(Dataset entries)

---------------

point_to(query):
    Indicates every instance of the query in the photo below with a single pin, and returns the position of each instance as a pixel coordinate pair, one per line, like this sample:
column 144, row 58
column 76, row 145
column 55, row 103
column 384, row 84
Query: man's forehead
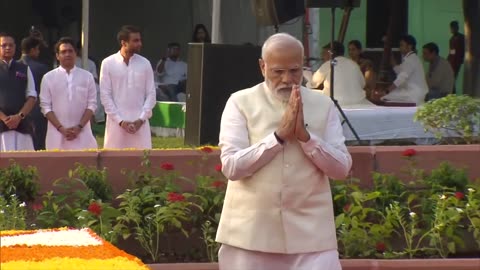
column 283, row 66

---------------

[Exercise prompt]: Give an exact copy of the data, and omit any pictures it holds.

[Answer section]:
point_to(query):
    Indicates every instance of the query in the photo below with a single pin, and returns the position of each instance as a pixel coordinate pair, one per line, like this sample:
column 144, row 58
column 76, row 145
column 55, row 103
column 384, row 84
Query: man's forehead
column 283, row 66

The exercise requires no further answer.